Part of a data file:
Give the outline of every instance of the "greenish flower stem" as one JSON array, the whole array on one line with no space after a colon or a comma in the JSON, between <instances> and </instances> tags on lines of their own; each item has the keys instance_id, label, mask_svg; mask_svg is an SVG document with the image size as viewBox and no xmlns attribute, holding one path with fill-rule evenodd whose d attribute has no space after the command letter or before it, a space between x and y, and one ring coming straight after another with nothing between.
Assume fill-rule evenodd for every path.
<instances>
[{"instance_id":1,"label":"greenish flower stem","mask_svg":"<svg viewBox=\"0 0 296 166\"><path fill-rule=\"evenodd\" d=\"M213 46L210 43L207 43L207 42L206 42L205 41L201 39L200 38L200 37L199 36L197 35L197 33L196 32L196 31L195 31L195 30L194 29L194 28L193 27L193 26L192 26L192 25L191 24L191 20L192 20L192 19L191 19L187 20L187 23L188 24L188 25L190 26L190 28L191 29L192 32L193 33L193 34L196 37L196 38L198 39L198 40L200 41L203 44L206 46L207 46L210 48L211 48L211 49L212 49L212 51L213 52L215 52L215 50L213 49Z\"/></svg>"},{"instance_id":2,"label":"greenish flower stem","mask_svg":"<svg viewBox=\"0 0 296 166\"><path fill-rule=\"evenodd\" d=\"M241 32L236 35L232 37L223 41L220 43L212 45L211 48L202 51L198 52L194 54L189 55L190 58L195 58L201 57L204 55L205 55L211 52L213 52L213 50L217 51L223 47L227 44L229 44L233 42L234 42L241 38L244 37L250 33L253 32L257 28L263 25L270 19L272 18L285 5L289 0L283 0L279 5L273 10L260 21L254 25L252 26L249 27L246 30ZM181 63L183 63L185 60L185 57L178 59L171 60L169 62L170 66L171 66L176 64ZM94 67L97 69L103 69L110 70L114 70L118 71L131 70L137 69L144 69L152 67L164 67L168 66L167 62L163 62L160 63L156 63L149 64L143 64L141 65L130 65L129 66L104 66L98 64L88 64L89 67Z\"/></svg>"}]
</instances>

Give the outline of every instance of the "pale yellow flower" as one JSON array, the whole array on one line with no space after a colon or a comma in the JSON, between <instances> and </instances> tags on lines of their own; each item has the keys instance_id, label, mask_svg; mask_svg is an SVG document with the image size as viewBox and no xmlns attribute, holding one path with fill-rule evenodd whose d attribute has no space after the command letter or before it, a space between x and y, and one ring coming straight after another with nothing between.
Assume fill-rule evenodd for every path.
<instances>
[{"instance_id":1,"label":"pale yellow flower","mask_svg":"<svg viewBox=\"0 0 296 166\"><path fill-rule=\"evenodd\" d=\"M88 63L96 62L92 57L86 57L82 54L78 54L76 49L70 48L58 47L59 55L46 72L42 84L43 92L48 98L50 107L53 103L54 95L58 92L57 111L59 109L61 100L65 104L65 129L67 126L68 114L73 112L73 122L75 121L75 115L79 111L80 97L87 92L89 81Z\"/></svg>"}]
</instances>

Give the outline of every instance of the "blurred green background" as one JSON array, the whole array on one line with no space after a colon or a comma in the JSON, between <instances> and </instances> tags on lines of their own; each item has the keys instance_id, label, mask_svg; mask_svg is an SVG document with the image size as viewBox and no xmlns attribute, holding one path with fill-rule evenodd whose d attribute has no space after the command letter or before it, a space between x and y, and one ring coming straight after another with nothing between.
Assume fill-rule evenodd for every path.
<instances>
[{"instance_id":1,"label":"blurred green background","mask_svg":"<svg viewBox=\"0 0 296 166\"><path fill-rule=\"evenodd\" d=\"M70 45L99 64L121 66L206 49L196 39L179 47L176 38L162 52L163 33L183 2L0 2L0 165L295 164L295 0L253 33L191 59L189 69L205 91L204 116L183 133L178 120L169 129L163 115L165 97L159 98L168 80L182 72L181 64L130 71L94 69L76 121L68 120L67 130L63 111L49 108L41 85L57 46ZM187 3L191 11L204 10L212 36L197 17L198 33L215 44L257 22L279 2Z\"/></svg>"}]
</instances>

Given instruction:
Copy out every line of the material above that contains the string "pale". Letter case must match.

Full response:
Give the outline of every instance of the "pale yellow flower" as one JSON array, the whole array on one line with no space after a colon or a comma in the JSON, between <instances> and </instances> tags on lines of their own; each item has the keys instance_id, label, mask_svg; mask_svg is an SVG document with the image size as viewBox and no xmlns attribute, holding one path with fill-rule evenodd whose d attribute has no space after the command letter or before it, a space between x and y, and one ring coming straight after another with nothing between.
[{"instance_id":1,"label":"pale yellow flower","mask_svg":"<svg viewBox=\"0 0 296 166\"><path fill-rule=\"evenodd\" d=\"M88 63L96 62L92 57L86 57L82 54L78 54L76 49L70 48L58 47L59 55L46 72L42 84L43 92L48 98L50 107L53 103L54 95L58 92L57 111L59 109L61 100L65 104L65 129L67 126L68 114L73 112L73 122L75 121L75 115L79 111L80 97L87 92L89 81Z\"/></svg>"}]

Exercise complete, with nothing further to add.